TEXT EXCERPT
☆ ☆ ☆
Ritalin May Ease Autism-Linked Hyperactivity

Ritalin May Ease Autism-Linked Hyperactivity

Ritalin May Ease Autism-Linked Hyperactivity

Researchers stress findings are preliminary

Ritalin, commonly used to treat attention-deficit hyperactivity disorder (ADHD), also shows promise in the treatment of hyperactivity in children with autism and related pervasive developmental disorders, according to a preliminary study.

The study of 72 children, aged 5 to 14, examined whether Ritalin (methylphenidate) could reduce hyperactivity and impulsiveness in youngsters with pervasive developmental disorders. For four weeks, researchers at the Indiana University School of Medicine, in Indianapolis, gave children one of three doses of the drug or a placebo.

Thirteen of the children withdrew from the study due to side effects. Forty-four of the children who showed positive responses were treated for another eight weeks to ensure that their improvements were stable. Parents and teachers were asked to help assess the children's responses to treatment.

Reporting in the November issue of the Archives of General Psychiatry, the team found that Ritalin was consistently more effective than placebo in improving the children's hyperactivity, impulsivity, inattention and distractibility.

"At present, methylphenidate is a reasonable choice to target hyperactivity in the context of PDDs (pervasive developmental disorders)," the study authors wrote.

However, they also caution that these findings are preliminary, and results may vary from child to child.

"Caregivers should be cautioned about the strong possibility of adverse effects," the researchers added. "In addition, practitioners should be prepared to suspend treatment if considerable adverse effects are reported. Further secondary analyses are planned to better delineate individual responses."

The study was funded by grants from the U.S. National Institute of Mental Health, Indiana University and other academic or governmental sources.
☆ ☆ ☆
RECORDS SUPPLIED
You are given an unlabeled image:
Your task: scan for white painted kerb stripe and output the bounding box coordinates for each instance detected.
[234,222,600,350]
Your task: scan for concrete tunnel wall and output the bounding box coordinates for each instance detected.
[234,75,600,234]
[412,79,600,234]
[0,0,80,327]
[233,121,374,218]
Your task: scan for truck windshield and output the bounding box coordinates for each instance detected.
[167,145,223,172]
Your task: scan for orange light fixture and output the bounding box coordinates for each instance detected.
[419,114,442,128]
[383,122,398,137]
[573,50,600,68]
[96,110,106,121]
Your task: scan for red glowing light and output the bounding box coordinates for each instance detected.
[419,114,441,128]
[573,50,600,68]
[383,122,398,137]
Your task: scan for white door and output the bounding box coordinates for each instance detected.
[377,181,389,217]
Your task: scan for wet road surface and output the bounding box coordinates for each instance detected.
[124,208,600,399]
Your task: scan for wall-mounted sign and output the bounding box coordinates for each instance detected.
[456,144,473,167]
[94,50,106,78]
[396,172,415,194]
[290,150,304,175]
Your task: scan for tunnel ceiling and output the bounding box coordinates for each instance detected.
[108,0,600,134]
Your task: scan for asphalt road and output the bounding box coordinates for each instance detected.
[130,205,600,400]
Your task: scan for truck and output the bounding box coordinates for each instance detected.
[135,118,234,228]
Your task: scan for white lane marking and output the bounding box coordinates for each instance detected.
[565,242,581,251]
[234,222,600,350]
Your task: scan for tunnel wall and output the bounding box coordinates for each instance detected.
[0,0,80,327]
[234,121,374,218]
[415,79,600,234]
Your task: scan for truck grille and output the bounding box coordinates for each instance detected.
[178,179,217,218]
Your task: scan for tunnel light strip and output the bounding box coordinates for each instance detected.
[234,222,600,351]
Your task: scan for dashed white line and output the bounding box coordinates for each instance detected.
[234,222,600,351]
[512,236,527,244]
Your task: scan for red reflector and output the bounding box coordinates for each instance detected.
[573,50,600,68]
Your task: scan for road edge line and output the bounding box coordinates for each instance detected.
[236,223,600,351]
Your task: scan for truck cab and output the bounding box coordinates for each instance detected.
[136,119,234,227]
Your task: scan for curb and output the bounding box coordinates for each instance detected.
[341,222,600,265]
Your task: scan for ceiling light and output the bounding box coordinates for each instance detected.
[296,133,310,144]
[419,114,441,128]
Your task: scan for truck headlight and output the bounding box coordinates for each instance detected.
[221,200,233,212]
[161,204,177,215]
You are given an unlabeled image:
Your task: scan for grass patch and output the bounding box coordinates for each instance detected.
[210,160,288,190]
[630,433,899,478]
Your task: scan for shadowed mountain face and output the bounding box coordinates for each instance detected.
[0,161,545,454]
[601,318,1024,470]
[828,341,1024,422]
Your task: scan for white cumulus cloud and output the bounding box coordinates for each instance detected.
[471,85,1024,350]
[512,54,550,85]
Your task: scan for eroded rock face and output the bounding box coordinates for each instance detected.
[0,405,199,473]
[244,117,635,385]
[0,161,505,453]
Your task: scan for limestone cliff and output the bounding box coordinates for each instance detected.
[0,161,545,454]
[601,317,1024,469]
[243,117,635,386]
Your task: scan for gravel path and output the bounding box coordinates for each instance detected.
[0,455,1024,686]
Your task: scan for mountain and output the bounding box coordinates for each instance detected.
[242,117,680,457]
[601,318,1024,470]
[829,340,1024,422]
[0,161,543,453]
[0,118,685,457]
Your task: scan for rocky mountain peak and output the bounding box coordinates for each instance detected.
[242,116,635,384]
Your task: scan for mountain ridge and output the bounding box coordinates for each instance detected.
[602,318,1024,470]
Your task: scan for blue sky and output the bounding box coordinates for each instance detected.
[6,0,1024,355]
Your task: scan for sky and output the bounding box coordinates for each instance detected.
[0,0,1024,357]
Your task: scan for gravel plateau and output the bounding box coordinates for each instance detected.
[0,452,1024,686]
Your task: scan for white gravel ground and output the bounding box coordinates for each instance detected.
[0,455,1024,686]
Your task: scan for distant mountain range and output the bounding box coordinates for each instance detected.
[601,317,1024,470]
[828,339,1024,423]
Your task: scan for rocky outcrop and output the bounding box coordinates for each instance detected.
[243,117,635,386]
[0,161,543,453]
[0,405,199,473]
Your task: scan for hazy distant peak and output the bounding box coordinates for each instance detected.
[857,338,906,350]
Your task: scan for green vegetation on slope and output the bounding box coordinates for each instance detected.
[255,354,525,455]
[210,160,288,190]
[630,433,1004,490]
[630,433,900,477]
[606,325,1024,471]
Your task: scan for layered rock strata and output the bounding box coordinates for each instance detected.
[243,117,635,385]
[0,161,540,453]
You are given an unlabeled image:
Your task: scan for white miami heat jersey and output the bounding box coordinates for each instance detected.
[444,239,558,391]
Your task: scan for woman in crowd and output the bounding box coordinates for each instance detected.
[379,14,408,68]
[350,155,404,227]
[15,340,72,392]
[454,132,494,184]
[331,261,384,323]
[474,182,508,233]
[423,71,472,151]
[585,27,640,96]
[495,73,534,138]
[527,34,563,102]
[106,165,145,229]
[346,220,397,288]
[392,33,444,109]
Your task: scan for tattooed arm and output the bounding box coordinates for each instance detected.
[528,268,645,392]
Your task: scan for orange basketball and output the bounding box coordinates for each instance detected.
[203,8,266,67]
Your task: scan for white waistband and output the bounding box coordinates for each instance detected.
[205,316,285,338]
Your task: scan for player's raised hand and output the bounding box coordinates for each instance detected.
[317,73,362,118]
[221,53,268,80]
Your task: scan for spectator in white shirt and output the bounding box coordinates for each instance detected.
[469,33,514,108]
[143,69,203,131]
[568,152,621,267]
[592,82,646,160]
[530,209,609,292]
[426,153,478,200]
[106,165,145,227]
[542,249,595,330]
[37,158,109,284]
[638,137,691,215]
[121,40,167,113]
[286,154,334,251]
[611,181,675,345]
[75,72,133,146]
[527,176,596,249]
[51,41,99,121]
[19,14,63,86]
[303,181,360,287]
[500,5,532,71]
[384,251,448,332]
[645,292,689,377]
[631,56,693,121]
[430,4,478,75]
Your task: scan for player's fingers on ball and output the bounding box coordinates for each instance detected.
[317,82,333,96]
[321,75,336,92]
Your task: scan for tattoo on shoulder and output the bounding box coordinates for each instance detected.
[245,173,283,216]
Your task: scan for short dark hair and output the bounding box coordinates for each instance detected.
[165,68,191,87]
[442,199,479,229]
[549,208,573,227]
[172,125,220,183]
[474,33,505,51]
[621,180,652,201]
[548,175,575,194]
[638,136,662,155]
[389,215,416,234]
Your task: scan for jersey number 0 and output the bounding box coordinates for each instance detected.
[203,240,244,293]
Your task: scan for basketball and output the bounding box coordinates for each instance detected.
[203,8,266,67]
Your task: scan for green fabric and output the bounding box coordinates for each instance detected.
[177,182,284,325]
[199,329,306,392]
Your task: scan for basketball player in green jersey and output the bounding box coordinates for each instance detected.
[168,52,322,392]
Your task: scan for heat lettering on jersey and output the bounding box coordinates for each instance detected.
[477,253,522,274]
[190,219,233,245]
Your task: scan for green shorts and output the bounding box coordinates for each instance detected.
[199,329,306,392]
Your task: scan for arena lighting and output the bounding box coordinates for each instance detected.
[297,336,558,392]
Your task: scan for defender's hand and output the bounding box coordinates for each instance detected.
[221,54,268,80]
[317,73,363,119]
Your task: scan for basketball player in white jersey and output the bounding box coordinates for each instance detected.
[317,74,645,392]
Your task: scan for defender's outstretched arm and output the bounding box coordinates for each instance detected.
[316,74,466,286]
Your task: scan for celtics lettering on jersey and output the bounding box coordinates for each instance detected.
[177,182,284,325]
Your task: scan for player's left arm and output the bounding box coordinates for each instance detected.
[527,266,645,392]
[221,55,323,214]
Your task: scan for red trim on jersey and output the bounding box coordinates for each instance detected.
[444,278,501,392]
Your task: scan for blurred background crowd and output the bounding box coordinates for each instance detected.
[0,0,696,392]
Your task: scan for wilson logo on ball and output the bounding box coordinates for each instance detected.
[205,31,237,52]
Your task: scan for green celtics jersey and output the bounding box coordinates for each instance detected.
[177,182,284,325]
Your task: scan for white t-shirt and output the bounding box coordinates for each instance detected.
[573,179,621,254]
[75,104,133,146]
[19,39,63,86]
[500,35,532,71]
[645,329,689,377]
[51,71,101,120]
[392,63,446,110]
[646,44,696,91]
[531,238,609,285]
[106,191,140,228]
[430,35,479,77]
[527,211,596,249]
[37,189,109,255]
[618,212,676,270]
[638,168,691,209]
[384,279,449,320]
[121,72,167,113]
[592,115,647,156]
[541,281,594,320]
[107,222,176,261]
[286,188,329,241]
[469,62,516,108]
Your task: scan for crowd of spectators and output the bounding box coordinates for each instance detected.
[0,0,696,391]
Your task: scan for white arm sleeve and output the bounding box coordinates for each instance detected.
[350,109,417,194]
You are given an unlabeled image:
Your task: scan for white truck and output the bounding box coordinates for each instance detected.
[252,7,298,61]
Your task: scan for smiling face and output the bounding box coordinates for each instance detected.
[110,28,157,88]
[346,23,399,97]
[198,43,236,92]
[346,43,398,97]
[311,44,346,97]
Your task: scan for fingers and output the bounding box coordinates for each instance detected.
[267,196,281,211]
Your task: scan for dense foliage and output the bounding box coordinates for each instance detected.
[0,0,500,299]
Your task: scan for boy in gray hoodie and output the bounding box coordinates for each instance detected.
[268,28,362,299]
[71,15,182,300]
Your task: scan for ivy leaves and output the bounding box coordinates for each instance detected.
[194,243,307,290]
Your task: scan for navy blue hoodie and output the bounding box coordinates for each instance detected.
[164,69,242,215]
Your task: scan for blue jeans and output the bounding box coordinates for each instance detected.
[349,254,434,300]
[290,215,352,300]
☆ ☆ ☆
YOUR ASSIGNMENT
From the Ritalin article, reproduce the passage starting with "The study of" and going on through "inattention and distractibility.". The records were taken from a separate source.

EXPECTED OUTPUT
The study of 72 children, aged 5 to 14, examined whether Ritalin (methylphenidate) could reduce hyperactivity and impulsiveness in youngsters with pervasive developmental disorders. For four weeks, researchers at the Indiana University School of Medicine, in Indianapolis, gave children one of three doses of the drug or a placebo.

Thirteen of the children withdrew from the study due to side effects. Forty-four of the children who showed positive responses were treated for another eight weeks to ensure that their improvements were stable. Parents and teachers were asked to help assess the children's responses to treatment.

Reporting in the November issue of the Archives of General Psychiatry, the team found that Ritalin was consistently more effective than placebo in improving the children's hyperactivity, impulsivity, inattention and distractibility.